> _Document text_
----------------

When it Comes to Third Parties, Don’t Forget About Your Non-PII Data

Many moons ago when I was in internal audit a friend of mine who was an application manager within the same company brought me an interesting request; he wanted me to audit his application. I was a bit befuddled, and when I asked “why” he informed me that his application contained the formulations of all of the company’s sauces and similar products throughout the world. I asked him when the last time he was audited was and he quipped “never”.

This got me thinking as I started getting similar responses with regards to companies either delaying assessments – or flatly not performing assessments – of third party services providers (TPSPs) who may be receiving non-personally identifiable data.

Third parties receiving personally identifiable information (PII) data – which includes protected health information (PHI) and card holder/payment card industry (PCI) data – seem to be getting most, if not all, the attention of vendor risk managers due to regulatory or industry scrutiny. Such scrutiny is justifiable as breaches can bring on fines (if the entity is regulated), class-action lawsuits, severe reputational risk, and the like. However, this is still no reason to delay or flat-out ignore assessing TPSP’s not receiving PII. Sadly, I’ve witnessed many companies focus their efforts solely on customers/client data.

According to a recently published E&Y study (($FILE/EY-global-information-security-survey-2014.pdf)) fielding responses from 1,825 enterprises, careless employees, outdated security controls and use of cloud computing, were cited as the main areas that businesses said increased their risk exposure during the past 12 months. The study also noted that, “stealing intellectual property or data” was one of the top concerns relating to cyber threats companies need to contend with. You read that correctly, “intellectual property.”

----------------

> _Provided material_
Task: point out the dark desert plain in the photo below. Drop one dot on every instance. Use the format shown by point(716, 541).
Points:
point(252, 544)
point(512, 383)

----------------

> _Request 1_
Answer these questions from the article on third parties and non-PII data:
(a) What did the friend's application contain?
(b) How many enterprises responded to the E&Y study?
(c) What was the friend's answer when asked when his application was last audited?
> _Request 2_
Continue the article on third parties and non-PII data, beginning after its final sentence.
The data shown above are separate material, unrelated to the article on third parties and non-PII data.

> _Task result 1_
(a) The formulations of all of the company's sauces and similar products throughout the world.
(b) 1,825.
(c) "Never."

> _Task result 2_
Any TPSP coming in contact with what I call “CIPS” data – confidential (financial, compensation, other non-published data), intellectual property (copyrights, patents, trademarks, formulations), and/or strategic (mergers and acquisition plans, marketing initiatives) – should also be assessed on a periodic basis in the same manner as PII data. I can assure you many executives would worry about CISP data falling into the hands of a competitor due to an incident at a TSPS which caused it to either be exposed or missing due to inadequate controls. As witnessed recently, incidents with TPSPs having unauthorized access to data, access to unencrypted data, missing backups and flash drives, and the disappearance or stealing of stolen laptops continue to occur with upsetting regularity.
To begin the discussion of frequency of reassessing your vendors handling CIPS data, one should consult the appropriate C-suite stakeholders, such as the chief officers in the information security, privacy, and legal offices. Once the frequency has been established the next step is to determine whether they should be assessed with the same scrutiny as those receiving PII data.

The Program Tools of the Shared Assessments Program are excellent in assisting in this regard.
The Standard Information Gathering (SIG) questionnaire – the standard for assessing overall privacy and security posture – is the trust component tool in your assessment arsenal. The SIG helps to ensure you are obtaining all of the information necessary to conduct an initial assessment of a TPSP’s IT, privacy, and data security controls.

The verify portion of the Program is the Agreed Upon Procedures (AUP), as it allows an assessor (whether internal or external) to validate the answers provided by the TPSP to your SIG questionnaire. If you choose to do this onsite, it also sets forth the risk controls areas to be assessed, as well as the procedures to be followed while conducting the assessment and the sampling procedures to use.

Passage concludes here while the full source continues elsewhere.